Task directions
Check each line of the data below for the string "gray", then state how many have it and nothing else.

[Start of Attachment]

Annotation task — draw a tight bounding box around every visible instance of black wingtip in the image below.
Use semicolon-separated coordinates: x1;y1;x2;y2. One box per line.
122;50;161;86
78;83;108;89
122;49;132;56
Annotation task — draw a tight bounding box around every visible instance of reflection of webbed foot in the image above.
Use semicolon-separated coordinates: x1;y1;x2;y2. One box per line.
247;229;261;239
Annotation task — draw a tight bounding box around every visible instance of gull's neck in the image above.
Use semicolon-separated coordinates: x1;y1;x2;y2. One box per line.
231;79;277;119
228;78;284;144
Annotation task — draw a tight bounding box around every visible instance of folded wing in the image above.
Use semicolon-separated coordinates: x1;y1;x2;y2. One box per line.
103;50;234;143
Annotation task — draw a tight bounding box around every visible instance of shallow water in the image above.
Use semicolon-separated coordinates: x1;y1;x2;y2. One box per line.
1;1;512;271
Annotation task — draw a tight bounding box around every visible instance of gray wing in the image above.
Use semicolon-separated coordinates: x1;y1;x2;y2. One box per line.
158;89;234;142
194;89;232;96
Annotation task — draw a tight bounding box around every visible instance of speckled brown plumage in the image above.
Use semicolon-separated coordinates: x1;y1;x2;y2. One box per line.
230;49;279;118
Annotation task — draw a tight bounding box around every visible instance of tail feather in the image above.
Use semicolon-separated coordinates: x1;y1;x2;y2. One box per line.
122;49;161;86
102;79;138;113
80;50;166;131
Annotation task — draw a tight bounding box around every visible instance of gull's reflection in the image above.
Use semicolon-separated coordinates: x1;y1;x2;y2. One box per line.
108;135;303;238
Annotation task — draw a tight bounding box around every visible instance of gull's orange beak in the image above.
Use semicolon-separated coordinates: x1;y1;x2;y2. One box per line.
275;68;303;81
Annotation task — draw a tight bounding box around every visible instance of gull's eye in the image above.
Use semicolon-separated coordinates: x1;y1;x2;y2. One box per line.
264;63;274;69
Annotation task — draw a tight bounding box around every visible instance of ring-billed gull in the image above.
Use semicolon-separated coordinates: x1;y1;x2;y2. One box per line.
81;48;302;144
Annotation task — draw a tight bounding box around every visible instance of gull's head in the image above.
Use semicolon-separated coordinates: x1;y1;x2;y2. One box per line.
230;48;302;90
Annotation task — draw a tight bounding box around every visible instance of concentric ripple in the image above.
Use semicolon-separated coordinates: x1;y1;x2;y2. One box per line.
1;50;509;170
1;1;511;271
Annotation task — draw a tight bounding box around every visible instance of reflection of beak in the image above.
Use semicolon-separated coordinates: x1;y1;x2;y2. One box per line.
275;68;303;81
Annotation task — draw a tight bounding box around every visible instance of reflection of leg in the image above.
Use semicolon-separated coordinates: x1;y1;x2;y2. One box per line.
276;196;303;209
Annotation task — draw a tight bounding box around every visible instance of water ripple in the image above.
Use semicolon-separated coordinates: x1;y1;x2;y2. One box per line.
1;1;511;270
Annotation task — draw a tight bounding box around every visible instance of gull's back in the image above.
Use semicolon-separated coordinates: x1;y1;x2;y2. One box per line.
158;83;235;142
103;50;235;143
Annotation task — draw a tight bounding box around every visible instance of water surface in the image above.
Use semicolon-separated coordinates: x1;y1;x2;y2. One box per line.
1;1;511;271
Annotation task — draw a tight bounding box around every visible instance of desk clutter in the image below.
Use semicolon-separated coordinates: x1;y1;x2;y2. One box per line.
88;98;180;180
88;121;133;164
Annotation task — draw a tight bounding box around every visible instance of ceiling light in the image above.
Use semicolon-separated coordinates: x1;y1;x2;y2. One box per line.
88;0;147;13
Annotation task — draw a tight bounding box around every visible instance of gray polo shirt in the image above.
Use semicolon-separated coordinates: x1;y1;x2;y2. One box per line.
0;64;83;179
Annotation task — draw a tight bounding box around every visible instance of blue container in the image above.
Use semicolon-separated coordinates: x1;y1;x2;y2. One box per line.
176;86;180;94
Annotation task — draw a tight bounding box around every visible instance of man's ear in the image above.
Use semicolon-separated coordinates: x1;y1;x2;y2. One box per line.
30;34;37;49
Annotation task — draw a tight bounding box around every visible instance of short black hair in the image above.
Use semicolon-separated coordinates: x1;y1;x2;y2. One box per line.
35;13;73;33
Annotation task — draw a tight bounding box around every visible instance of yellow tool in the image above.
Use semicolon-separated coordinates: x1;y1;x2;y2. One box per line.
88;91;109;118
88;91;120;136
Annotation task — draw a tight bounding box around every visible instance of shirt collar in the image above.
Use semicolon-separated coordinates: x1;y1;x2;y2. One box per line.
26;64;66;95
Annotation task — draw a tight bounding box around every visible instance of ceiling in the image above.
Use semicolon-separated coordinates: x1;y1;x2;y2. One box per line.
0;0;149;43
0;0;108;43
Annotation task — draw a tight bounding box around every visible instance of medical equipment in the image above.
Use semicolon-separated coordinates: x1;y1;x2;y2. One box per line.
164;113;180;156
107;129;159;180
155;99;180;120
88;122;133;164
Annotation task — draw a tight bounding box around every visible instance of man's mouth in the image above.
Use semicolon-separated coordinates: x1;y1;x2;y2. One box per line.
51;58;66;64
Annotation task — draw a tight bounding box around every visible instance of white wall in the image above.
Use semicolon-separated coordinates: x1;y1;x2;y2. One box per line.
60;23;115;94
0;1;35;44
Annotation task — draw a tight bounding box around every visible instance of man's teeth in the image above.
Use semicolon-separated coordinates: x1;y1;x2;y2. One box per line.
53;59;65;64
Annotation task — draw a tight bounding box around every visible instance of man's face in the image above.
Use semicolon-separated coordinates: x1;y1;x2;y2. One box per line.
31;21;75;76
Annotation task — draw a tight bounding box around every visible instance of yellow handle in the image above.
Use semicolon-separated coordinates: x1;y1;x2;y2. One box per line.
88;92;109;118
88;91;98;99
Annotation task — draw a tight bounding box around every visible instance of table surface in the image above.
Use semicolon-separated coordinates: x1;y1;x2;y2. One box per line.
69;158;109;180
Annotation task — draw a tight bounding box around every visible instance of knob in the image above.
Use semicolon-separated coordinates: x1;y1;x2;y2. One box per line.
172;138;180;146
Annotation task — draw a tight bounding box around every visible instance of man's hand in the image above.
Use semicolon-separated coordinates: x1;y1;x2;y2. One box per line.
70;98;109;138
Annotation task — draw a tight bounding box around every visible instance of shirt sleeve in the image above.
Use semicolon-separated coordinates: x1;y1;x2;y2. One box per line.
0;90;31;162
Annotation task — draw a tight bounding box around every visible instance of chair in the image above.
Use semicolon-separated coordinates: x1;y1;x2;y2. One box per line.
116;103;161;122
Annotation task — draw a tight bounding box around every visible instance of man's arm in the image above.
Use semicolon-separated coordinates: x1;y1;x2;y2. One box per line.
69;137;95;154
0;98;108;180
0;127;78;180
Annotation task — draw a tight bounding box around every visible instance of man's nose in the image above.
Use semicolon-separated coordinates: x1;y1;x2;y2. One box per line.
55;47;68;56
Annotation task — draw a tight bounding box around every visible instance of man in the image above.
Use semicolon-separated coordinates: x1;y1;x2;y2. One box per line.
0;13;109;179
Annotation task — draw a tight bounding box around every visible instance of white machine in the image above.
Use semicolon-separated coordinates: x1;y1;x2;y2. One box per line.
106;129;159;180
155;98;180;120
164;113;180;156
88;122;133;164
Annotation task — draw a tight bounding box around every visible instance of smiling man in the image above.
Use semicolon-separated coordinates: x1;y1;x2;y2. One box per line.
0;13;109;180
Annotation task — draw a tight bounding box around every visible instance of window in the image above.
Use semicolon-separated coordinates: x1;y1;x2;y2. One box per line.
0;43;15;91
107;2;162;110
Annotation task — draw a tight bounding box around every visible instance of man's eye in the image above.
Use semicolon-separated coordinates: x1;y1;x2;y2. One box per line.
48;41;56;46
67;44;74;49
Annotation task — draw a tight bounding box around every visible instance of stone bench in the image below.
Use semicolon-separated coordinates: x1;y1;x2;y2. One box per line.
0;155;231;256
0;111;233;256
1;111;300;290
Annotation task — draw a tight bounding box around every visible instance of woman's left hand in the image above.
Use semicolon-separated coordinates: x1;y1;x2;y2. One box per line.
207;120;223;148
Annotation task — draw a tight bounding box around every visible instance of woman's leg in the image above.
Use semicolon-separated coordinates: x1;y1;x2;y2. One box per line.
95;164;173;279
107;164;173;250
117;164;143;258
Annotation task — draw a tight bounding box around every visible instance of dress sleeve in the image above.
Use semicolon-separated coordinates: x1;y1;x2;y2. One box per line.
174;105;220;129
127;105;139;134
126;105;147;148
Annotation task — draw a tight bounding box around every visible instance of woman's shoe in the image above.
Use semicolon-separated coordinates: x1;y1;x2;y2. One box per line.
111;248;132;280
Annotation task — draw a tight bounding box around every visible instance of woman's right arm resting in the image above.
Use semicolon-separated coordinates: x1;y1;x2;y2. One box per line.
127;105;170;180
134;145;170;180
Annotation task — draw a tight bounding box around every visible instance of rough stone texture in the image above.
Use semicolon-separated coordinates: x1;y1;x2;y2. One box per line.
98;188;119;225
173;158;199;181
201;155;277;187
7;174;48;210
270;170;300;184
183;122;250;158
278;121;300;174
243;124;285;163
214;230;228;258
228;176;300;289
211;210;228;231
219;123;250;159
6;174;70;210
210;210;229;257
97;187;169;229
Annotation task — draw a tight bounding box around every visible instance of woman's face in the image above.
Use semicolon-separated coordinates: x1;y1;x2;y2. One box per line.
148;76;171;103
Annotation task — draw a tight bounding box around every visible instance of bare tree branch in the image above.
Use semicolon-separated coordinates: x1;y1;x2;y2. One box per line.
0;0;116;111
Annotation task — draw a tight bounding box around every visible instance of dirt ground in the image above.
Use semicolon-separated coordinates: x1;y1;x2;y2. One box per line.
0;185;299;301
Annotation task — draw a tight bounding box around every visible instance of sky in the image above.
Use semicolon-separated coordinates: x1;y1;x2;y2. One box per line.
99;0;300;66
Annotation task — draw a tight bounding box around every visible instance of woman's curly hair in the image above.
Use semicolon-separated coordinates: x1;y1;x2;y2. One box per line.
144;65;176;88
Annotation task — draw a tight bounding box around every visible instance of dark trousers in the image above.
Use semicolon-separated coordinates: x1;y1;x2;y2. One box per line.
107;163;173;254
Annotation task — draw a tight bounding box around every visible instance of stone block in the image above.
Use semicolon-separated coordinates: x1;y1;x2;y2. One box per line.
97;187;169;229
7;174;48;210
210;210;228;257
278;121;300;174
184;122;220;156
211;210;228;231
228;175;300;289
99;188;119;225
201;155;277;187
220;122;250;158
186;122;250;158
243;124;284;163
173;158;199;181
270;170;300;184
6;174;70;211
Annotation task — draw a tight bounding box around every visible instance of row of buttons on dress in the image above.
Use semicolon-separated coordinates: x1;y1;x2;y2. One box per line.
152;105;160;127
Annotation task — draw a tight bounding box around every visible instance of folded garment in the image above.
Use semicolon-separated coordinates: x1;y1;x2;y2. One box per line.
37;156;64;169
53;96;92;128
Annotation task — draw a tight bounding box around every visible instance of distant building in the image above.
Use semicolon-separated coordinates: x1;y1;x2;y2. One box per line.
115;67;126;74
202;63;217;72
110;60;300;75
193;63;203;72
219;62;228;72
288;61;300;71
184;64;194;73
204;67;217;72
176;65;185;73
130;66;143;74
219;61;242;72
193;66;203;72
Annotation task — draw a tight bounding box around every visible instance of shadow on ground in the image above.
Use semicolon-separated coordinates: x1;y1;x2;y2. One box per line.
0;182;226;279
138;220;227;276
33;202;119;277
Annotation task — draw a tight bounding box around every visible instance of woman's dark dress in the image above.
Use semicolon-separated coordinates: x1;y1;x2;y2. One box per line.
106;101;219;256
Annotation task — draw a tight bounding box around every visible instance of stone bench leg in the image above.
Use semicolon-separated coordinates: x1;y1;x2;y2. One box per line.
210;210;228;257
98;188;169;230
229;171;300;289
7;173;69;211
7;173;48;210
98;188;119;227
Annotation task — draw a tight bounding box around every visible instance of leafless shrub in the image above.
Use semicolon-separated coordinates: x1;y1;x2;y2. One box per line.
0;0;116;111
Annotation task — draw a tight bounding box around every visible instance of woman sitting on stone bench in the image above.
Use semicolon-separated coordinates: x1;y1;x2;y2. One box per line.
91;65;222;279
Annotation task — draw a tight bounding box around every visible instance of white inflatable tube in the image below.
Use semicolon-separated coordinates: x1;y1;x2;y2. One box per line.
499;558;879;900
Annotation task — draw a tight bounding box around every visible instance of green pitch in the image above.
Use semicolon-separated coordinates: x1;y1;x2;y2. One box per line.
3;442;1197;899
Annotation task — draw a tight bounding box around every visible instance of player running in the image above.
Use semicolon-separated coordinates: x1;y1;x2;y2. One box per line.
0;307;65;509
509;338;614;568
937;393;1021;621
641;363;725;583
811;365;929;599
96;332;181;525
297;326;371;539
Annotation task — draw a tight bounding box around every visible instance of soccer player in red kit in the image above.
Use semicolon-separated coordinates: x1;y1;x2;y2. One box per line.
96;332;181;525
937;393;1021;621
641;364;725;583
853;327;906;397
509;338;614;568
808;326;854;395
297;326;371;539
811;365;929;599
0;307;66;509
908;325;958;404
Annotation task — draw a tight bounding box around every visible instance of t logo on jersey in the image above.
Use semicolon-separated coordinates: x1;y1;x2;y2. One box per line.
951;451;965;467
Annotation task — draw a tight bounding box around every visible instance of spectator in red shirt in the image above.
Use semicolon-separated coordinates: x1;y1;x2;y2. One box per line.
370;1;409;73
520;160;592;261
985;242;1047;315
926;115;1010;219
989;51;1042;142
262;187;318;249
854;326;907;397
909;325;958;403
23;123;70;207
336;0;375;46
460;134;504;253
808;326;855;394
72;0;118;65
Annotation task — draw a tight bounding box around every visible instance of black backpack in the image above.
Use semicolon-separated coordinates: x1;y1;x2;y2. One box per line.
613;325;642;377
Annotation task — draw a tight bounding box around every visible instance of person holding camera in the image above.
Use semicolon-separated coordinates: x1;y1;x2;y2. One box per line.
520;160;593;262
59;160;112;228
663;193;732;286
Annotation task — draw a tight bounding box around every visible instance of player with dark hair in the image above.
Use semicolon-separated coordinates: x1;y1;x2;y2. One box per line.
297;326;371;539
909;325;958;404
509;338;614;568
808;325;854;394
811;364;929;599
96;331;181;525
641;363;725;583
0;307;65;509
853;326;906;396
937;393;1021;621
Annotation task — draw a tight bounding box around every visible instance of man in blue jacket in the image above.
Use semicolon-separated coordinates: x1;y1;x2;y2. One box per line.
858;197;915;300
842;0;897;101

[End of Attachment]

Task response
2